I hate counters, hooking interrupts, and RISC assembly. :lol:

Well, I guess that's pretty-much-why I'm spending my time banging my head against the brick-wall of GCC!  ](*,)

To be honest ... I personally believe that the V810 is the best designed and most-programmer-friendly of all the 5th-Generation CPUs (including the 3DO's ARM!).

You don't have to actually think about any of the "nasty" gotchas from those 1st-generation RISC architectures ... it has hardware-interlocks so that you can just code as you see fit (you just lose a few percentage-points of performance).

IMHO, the PlayStation's and N64's MIPS CPUs are ugly-but-bearable. The Saturn's SH-2 is an abomination, and just shows Sega's continued inability to design elegant hardware. The 3DO's ARM chip is really nice ... but a classic CISC architecture.

But the V810 is actually the first well-designed, programmer-friendly RISC chip that I've ever seen.

I guess that we've all got our own comfort-zones.

* [PROMPT 1] Reproduce the passage of the V810 post from "I hate counters, hooking" up to and including "of GCC!  ](*,)".
* [PROMPT 2] In the V810 post, what feature lets programmers avoid the "nasty" gotchas of first-generation RISC architectures?

Spatial annotation records:
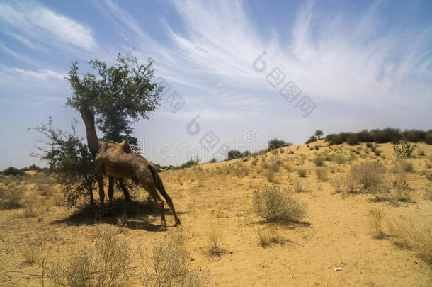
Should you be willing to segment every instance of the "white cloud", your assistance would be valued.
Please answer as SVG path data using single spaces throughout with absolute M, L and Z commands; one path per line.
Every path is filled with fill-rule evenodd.
M 91 29 L 73 19 L 33 1 L 0 3 L 0 23 L 4 29 L 18 30 L 30 42 L 34 39 L 47 45 L 67 45 L 91 50 L 98 47 Z M 9 32 L 10 33 L 10 32 Z
M 54 79 L 58 81 L 64 80 L 66 74 L 58 73 L 50 69 L 40 69 L 38 72 L 31 69 L 23 69 L 20 68 L 10 68 L 8 72 L 18 76 L 26 78 L 33 78 L 38 80 L 47 80 Z

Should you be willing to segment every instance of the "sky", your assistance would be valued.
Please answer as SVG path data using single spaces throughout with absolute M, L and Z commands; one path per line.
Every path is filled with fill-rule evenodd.
M 0 169 L 31 164 L 52 116 L 79 113 L 71 62 L 151 57 L 164 100 L 134 124 L 149 160 L 176 165 L 317 129 L 432 128 L 430 1 L 0 0 Z M 99 133 L 100 135 L 100 133 Z

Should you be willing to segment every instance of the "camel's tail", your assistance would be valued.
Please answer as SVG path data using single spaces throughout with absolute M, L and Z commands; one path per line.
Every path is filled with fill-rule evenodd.
M 153 176 L 153 181 L 154 181 L 154 185 L 156 186 L 156 188 L 158 191 L 159 191 L 162 196 L 166 198 L 166 196 L 168 196 L 168 194 L 166 193 L 165 188 L 164 187 L 162 179 L 157 173 L 157 171 L 156 170 L 156 167 L 154 167 L 153 164 L 149 164 L 149 167 L 150 168 L 150 171 L 152 171 L 152 175 Z

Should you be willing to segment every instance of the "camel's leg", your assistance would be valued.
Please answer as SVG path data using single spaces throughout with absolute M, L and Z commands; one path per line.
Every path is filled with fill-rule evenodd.
M 95 175 L 98 181 L 99 186 L 99 200 L 101 201 L 101 208 L 103 210 L 103 199 L 105 198 L 105 192 L 103 191 L 103 174 L 96 169 Z
M 165 213 L 164 211 L 164 201 L 159 195 L 157 194 L 157 191 L 154 186 L 149 186 L 148 188 L 146 189 L 156 202 L 157 208 L 159 210 L 159 213 L 161 214 L 161 227 L 159 228 L 159 231 L 165 231 L 166 230 L 166 221 L 165 220 Z
M 120 178 L 118 179 L 118 184 L 120 185 L 120 188 L 122 188 L 122 191 L 123 191 L 123 193 L 125 193 L 125 198 L 126 198 L 126 201 L 127 201 L 127 202 L 130 201 L 130 195 L 129 194 L 129 191 L 127 191 L 127 188 L 126 188 L 126 186 L 125 185 L 123 179 Z
M 110 201 L 110 208 L 113 208 L 113 197 L 114 196 L 114 178 L 108 177 L 108 199 Z
M 181 222 L 180 222 L 180 218 L 178 218 L 178 216 L 177 216 L 177 213 L 176 213 L 176 210 L 174 209 L 173 201 L 172 199 L 171 199 L 171 197 L 169 197 L 169 196 L 166 193 L 166 191 L 165 191 L 165 188 L 164 188 L 164 184 L 162 184 L 162 180 L 160 179 L 160 177 L 159 179 L 157 178 L 156 187 L 157 188 L 157 190 L 159 191 L 162 196 L 164 196 L 164 198 L 165 198 L 166 203 L 168 203 L 168 206 L 169 206 L 169 208 L 173 212 L 174 219 L 176 220 L 176 226 L 179 224 L 181 224 Z

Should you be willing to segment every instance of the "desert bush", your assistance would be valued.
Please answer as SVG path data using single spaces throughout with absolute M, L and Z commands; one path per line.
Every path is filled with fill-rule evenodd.
M 212 255 L 221 255 L 225 252 L 222 241 L 224 235 L 220 227 L 212 225 L 207 232 L 207 242 Z
M 347 179 L 352 180 L 354 184 L 359 185 L 363 191 L 370 191 L 384 183 L 385 172 L 385 167 L 382 162 L 368 162 L 351 167 Z
M 297 221 L 306 213 L 302 204 L 275 186 L 255 191 L 253 208 L 258 215 L 268 222 Z
M 412 156 L 414 147 L 407 140 L 407 138 L 402 137 L 399 142 L 393 146 L 393 150 L 397 157 L 406 159 Z
M 306 175 L 307 174 L 307 171 L 305 169 L 298 169 L 297 170 L 297 174 L 298 174 L 298 176 L 300 177 L 306 177 Z
M 199 165 L 200 162 L 200 159 L 199 157 L 197 155 L 195 157 L 195 158 L 193 158 L 193 159 L 191 158 L 191 159 L 189 159 L 184 164 L 182 164 L 180 166 L 180 168 L 181 169 L 187 169 L 188 167 L 195 167 L 196 165 Z
M 273 162 L 271 164 L 268 165 L 268 170 L 273 172 L 279 171 L 279 167 L 280 166 L 280 162 Z
M 325 167 L 319 167 L 315 169 L 315 174 L 319 181 L 325 181 L 328 179 L 329 171 Z
M 412 219 L 387 221 L 390 240 L 402 248 L 413 249 L 419 257 L 432 264 L 432 228 L 424 222 L 414 223 Z
M 369 224 L 369 230 L 375 238 L 382 238 L 385 236 L 384 232 L 384 226 L 382 225 L 382 220 L 384 219 L 384 213 L 378 208 L 372 208 L 368 213 L 368 222 Z
M 350 135 L 347 138 L 346 138 L 346 142 L 349 145 L 358 145 L 358 143 L 360 142 L 360 141 L 358 140 L 358 137 L 357 137 L 357 135 L 356 134 L 353 134 L 353 135 Z
M 22 186 L 16 184 L 10 184 L 3 195 L 4 199 L 0 201 L 1 209 L 11 209 L 21 207 L 22 200 L 25 190 Z
M 266 230 L 258 228 L 256 230 L 258 244 L 265 247 L 271 243 L 280 243 L 282 239 L 278 232 L 278 227 L 271 225 Z
M 342 154 L 335 154 L 333 157 L 333 162 L 338 164 L 345 164 L 348 159 Z
M 145 286 L 202 286 L 205 277 L 193 269 L 184 236 L 171 234 L 154 245 L 151 256 L 140 250 L 142 272 L 141 281 Z
M 404 172 L 413 172 L 414 166 L 411 162 L 402 162 L 399 164 L 400 169 Z
M 279 177 L 278 176 L 278 174 L 271 170 L 268 170 L 266 172 L 266 178 L 268 181 L 268 182 L 272 184 L 278 184 L 279 183 Z
M 20 249 L 24 257 L 24 263 L 33 264 L 38 261 L 40 254 L 38 245 L 36 242 L 28 242 Z
M 322 156 L 318 156 L 314 159 L 314 163 L 317 167 L 322 167 L 324 165 L 325 158 Z
M 312 135 L 312 137 L 310 137 L 309 138 L 307 139 L 307 140 L 306 141 L 306 142 L 305 142 L 305 144 L 307 145 L 307 144 L 309 144 L 311 142 L 316 142 L 317 140 L 318 140 L 317 137 L 315 137 L 314 135 Z
M 93 244 L 71 251 L 47 268 L 53 286 L 127 286 L 131 283 L 131 249 L 114 228 L 101 232 Z
M 32 196 L 25 200 L 24 203 L 24 215 L 28 218 L 36 216 L 38 198 L 35 196 Z
M 271 150 L 278 149 L 280 147 L 288 147 L 290 145 L 292 145 L 292 144 L 290 142 L 285 142 L 284 140 L 278 140 L 275 137 L 268 141 L 268 148 Z
M 16 167 L 9 167 L 7 169 L 4 169 L 3 171 L 1 171 L 1 173 L 4 175 L 19 175 L 19 176 L 23 176 L 24 175 L 24 171 L 22 169 L 18 169 Z

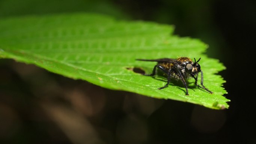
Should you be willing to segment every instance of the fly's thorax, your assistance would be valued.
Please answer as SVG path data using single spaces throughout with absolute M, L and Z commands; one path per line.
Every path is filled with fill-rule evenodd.
M 173 64 L 169 62 L 159 62 L 158 65 L 161 65 L 167 70 L 172 68 L 174 66 Z

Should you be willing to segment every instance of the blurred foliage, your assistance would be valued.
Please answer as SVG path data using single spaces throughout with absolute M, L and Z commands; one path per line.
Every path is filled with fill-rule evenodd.
M 203 0 L 0 0 L 1 18 L 85 12 L 109 15 L 119 19 L 174 24 L 175 34 L 199 38 L 209 44 L 208 55 L 221 59 L 226 65 L 230 64 L 225 71 L 229 73 L 226 72 L 224 77 L 229 82 L 229 89 L 231 88 L 236 90 L 233 93 L 229 91 L 230 93 L 239 95 L 241 98 L 237 104 L 240 107 L 234 108 L 235 101 L 232 97 L 231 113 L 227 115 L 226 111 L 108 90 L 55 75 L 33 65 L 1 59 L 0 143 L 76 143 L 71 137 L 67 136 L 72 135 L 64 131 L 70 129 L 67 127 L 70 125 L 77 130 L 72 131 L 73 134 L 81 137 L 76 137 L 75 140 L 88 143 L 83 141 L 86 135 L 79 132 L 79 128 L 87 129 L 88 127 L 76 126 L 78 126 L 76 123 L 80 123 L 93 126 L 94 130 L 88 129 L 88 131 L 93 132 L 92 134 L 85 134 L 98 138 L 105 143 L 255 143 L 255 128 L 252 125 L 255 125 L 254 119 L 248 117 L 252 114 L 249 110 L 254 107 L 253 104 L 249 104 L 254 101 L 240 96 L 251 94 L 237 91 L 251 89 L 251 87 L 234 84 L 238 80 L 231 74 L 237 70 L 237 65 L 230 61 L 232 54 L 237 58 L 247 55 L 245 52 L 251 52 L 238 50 L 241 48 L 255 46 L 249 44 L 253 41 L 255 33 L 251 30 L 245 30 L 251 25 L 255 25 L 255 1 L 248 0 L 237 3 Z M 219 25 L 222 25 L 222 30 L 220 29 Z M 243 34 L 238 36 L 237 33 L 241 31 Z M 224 39 L 227 36 L 231 38 Z M 243 43 L 246 39 L 246 42 Z M 232 52 L 233 49 L 229 48 L 230 46 L 226 45 L 228 42 L 229 45 L 234 43 L 232 48 L 236 48 L 237 51 Z M 92 94 L 96 92 L 97 94 Z M 57 107 L 51 107 L 51 104 Z M 65 108 L 78 115 L 68 115 L 70 113 Z M 60 112 L 52 113 L 51 109 Z M 240 112 L 234 111 L 234 109 Z M 58 113 L 67 115 L 57 117 Z M 238 113 L 240 114 L 235 115 Z M 72 117 L 74 119 L 65 119 Z M 79 120 L 81 117 L 84 119 L 82 122 Z M 65 121 L 67 119 L 70 120 L 69 123 Z M 67 125 L 63 124 L 64 122 Z
M 198 40 L 174 36 L 170 26 L 78 13 L 7 19 L 0 21 L 0 57 L 34 64 L 112 89 L 211 108 L 228 107 L 226 102 L 229 100 L 222 96 L 226 93 L 221 86 L 225 81 L 214 74 L 224 67 L 217 60 L 201 55 L 206 45 Z M 154 80 L 126 68 L 137 66 L 151 71 L 155 64 L 144 62 L 140 65 L 135 59 L 175 58 L 181 55 L 202 58 L 204 84 L 213 94 L 196 88 L 189 91 L 189 96 L 184 96 L 184 90 L 175 85 L 159 91 L 157 88 L 166 82 Z M 189 88 L 191 86 L 189 83 Z

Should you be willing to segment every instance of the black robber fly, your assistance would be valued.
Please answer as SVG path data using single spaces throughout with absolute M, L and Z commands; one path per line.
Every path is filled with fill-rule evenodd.
M 203 85 L 203 73 L 201 70 L 200 65 L 198 63 L 201 59 L 200 58 L 196 61 L 195 58 L 195 62 L 189 58 L 182 57 L 177 59 L 164 58 L 156 59 L 136 59 L 138 61 L 155 61 L 158 62 L 157 64 L 153 68 L 152 74 L 144 74 L 146 76 L 153 76 L 156 74 L 156 68 L 158 68 L 164 73 L 167 74 L 167 83 L 162 87 L 159 88 L 159 89 L 164 89 L 169 85 L 171 77 L 178 80 L 181 80 L 186 88 L 186 95 L 189 95 L 188 86 L 185 79 L 193 77 L 195 80 L 195 84 L 200 88 L 203 88 L 210 94 L 213 92 L 205 88 Z M 199 72 L 201 73 L 201 85 L 197 84 L 197 77 Z

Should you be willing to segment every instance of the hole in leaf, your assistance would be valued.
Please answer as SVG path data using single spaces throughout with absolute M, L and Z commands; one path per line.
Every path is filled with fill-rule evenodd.
M 138 73 L 142 74 L 145 74 L 145 71 L 143 70 L 140 67 L 134 67 L 133 68 L 126 68 L 128 70 L 131 70 L 133 71 L 134 73 Z

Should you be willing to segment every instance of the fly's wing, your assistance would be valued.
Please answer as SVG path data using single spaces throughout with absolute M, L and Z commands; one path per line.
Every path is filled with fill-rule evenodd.
M 155 61 L 159 62 L 169 62 L 173 64 L 177 63 L 177 62 L 176 62 L 176 59 L 168 58 L 164 58 L 156 59 L 136 59 L 136 60 L 141 61 Z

* [CORRECT RESPONSE 1]
I hate counters, hooking interrupts, and RISC assembly. :lol:

Well, I guess that's pretty-much-why I'm spending my time banging my head against the brick-wall of GCC!  ](*,)

* [CORRECT RESPONSE 2] Hardware interlocks